**Text segment**
++++

6 Hilariously Blatant Episodes Of Greed And Corruption
Seeing as how the most big-hearted politician's agenda can be derailed by their own roaring dumbassery, common sense dictates that we citizens temper our expectations of our government overlords. The best traits we can ask for are stuff like, "She has nice handwriting ... for a person ... from Illinois."
Of course, we're talking about normal public officials here. There's also that special breed of government employee who's so unilaterally bugfuck that they don't simply wipe their asses with the social contract -- they make prolonged, unflinching eye contact with you while they're doing so. We mean people like ...
Mayor Uses Instagram To Brag About How Corrupt She Is
Lidiane Leite's rags-to-stolen-riches story begins with a humble girl selling milk door-to-door in one of the poorest municipalities in Brazil, Bom Jardim. Then something amazing happened! The milk maid's boyfriend was barred from running for mayor (because of allegations of corruption), and Leite ran in his place. And she won! Mayor Milk Seller got right to work turning her poverty-stricken town into a thriving community reinvigorated with youth and more calcium than anyone could ask for.

++++

**Supplied records**
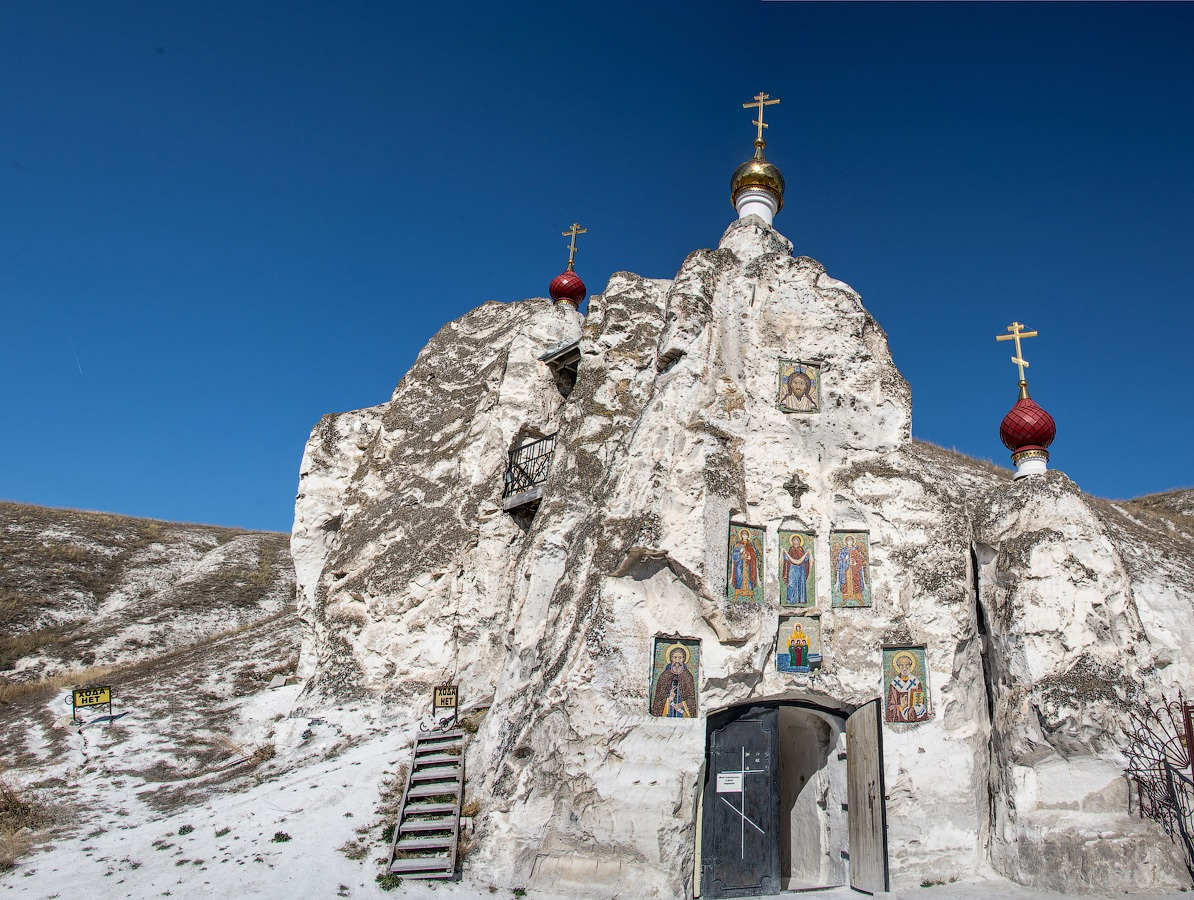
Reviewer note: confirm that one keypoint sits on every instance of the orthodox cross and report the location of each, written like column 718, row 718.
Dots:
column 761, row 100
column 572, row 248
column 734, row 782
column 1017, row 334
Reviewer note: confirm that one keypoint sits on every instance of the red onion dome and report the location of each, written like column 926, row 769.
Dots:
column 567, row 285
column 1027, row 427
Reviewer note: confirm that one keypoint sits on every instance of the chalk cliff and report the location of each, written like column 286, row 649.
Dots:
column 1041, row 612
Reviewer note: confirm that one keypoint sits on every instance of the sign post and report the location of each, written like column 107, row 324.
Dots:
column 84, row 697
column 447, row 697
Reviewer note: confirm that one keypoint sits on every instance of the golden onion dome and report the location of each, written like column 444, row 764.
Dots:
column 756, row 172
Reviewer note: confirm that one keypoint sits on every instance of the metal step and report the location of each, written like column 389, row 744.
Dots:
column 437, row 759
column 426, row 843
column 420, row 808
column 434, row 789
column 434, row 867
column 439, row 739
column 444, row 823
column 436, row 772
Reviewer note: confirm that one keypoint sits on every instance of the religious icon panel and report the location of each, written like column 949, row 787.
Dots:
column 798, row 647
column 905, row 685
column 849, row 558
column 675, row 671
column 799, row 390
column 744, row 568
column 796, row 580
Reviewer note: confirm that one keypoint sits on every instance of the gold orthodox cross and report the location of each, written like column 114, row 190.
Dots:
column 1017, row 334
column 761, row 100
column 572, row 248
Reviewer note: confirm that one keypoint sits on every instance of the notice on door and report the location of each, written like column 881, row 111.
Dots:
column 730, row 782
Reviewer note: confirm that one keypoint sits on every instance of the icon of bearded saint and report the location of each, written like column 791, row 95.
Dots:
column 798, row 393
column 675, row 695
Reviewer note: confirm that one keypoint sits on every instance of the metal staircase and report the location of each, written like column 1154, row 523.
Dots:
column 428, row 830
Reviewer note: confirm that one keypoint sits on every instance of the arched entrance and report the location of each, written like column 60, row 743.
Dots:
column 792, row 799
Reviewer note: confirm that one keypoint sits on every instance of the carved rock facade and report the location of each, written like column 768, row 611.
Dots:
column 1035, row 605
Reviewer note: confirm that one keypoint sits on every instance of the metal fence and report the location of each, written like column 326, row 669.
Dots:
column 1158, row 766
column 529, row 466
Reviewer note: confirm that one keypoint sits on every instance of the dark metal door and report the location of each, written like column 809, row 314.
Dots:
column 740, row 831
column 868, row 812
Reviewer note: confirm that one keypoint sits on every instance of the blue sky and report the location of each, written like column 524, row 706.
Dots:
column 221, row 221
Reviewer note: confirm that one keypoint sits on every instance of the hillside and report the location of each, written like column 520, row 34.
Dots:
column 88, row 589
column 208, row 780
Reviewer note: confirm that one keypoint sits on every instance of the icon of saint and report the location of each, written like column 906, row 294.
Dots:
column 798, row 648
column 744, row 566
column 905, row 695
column 851, row 573
column 798, row 393
column 796, row 563
column 675, row 696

++++

**Tasks to perform**
A - List every place name that appears in the article on greed and corruption.
B - Carry the article on greed and corruption forward from its final sentence.

**Task responses**
A - Illinois, Brazil, Bom Jardim

B -
"Anyone caught using soy milk will be executed on the spot."
Right off the bat, Leite delegated the day-to-day work to her boyfriend (who legally couldn't be mayor after accusations of, again, corruption), moved four hours away to a much richer city called Sao Luis, and ordered her staff around via fucking WhatsApp. Yes, an app. Imagine how quickly we'd scream for impeachment if the president texted his way through a single cabinet meeting while living it up in Key West.
He can't even bare his toes without somebody giving him shit, remember?
And oh, did she ever live it up. A typical Leite work day involved hot parties, expensive cars, fine clothing, top-of-the-line champagne, and flooding Instagram with trolling, braggadocious selfies showing off how rich she was. She even captioned one photo with, "I can buy whatever I want, I'm going to spend money on what I want, and I don't care what people say about me." As far as inspirational political quotes go, it's not quite "The only thing we have to fear is fear itself," but it's a start.
"We shall #NoFilter on the beaches; we shall keep it 100 on the landing grounds;
we shall duck face in the fields and in the streets; we shall never be off fleek."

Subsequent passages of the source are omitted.